Exercise task: Reproduce the material below verbatim, from the line with "mask of: distant mountain slope" up to and including its final line.

Provided material:
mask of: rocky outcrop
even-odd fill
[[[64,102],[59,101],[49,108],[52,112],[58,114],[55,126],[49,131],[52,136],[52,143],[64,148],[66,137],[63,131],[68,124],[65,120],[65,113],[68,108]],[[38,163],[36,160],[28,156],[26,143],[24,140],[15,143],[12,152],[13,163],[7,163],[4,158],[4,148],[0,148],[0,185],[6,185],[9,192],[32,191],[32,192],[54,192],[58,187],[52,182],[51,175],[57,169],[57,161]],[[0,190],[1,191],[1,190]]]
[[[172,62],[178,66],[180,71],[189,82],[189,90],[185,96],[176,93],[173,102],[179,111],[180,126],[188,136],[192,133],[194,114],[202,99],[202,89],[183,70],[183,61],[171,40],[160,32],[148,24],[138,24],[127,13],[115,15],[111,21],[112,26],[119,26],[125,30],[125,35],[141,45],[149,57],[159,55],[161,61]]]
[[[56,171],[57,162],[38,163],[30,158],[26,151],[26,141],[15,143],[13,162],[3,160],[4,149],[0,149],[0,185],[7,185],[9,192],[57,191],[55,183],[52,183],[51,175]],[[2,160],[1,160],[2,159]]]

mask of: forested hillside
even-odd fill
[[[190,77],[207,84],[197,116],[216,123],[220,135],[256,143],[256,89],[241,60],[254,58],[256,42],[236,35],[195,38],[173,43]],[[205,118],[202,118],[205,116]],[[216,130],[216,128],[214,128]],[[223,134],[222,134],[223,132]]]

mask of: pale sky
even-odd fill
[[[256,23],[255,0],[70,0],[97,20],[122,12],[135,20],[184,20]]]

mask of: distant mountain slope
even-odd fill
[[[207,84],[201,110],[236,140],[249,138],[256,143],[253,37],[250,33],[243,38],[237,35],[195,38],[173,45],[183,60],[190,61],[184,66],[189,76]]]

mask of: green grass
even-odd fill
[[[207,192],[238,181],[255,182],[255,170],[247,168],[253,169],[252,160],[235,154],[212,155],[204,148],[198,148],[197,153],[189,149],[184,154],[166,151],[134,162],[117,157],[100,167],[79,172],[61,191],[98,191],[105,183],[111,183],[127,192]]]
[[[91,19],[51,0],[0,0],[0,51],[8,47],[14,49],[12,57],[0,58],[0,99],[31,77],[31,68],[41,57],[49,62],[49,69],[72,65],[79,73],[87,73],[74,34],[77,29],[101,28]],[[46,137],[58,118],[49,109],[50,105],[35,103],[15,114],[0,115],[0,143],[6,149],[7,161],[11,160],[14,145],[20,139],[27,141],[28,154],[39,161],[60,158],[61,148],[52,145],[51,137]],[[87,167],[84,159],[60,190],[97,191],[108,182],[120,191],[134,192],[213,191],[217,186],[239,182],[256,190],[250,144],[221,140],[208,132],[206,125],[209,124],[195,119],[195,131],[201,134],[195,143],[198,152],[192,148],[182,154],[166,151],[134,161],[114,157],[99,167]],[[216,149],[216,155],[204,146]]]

Exercise answer:
mask of: distant mountain slope
even-odd fill
[[[207,84],[201,110],[236,140],[249,138],[256,143],[253,37],[250,33],[243,38],[237,35],[195,38],[173,45],[183,60],[190,61],[184,66],[189,76]]]

mask of: green grass
even-odd fill
[[[207,192],[238,181],[255,182],[255,170],[247,168],[253,169],[252,160],[235,154],[212,155],[204,148],[198,148],[197,153],[189,149],[184,154],[166,151],[134,162],[117,157],[100,167],[79,172],[61,191],[98,191],[105,183],[111,183],[127,192]]]
[[[91,19],[51,0],[0,0],[0,51],[8,47],[14,49],[12,57],[0,58],[0,99],[31,77],[31,68],[41,57],[49,62],[49,69],[72,65],[79,73],[87,73],[74,34],[77,29],[101,28]],[[46,137],[58,118],[49,109],[50,105],[35,103],[15,114],[0,115],[0,143],[6,149],[7,161],[11,160],[14,145],[20,139],[27,141],[28,154],[39,161],[60,158],[61,148],[52,145],[51,137]],[[87,167],[84,159],[60,190],[97,191],[108,182],[120,191],[134,192],[213,191],[217,186],[239,182],[256,190],[250,144],[221,140],[208,132],[206,125],[209,124],[195,119],[195,131],[201,134],[195,143],[198,152],[192,148],[182,154],[166,151],[134,161],[114,157],[99,167]],[[216,149],[216,155],[204,146]]]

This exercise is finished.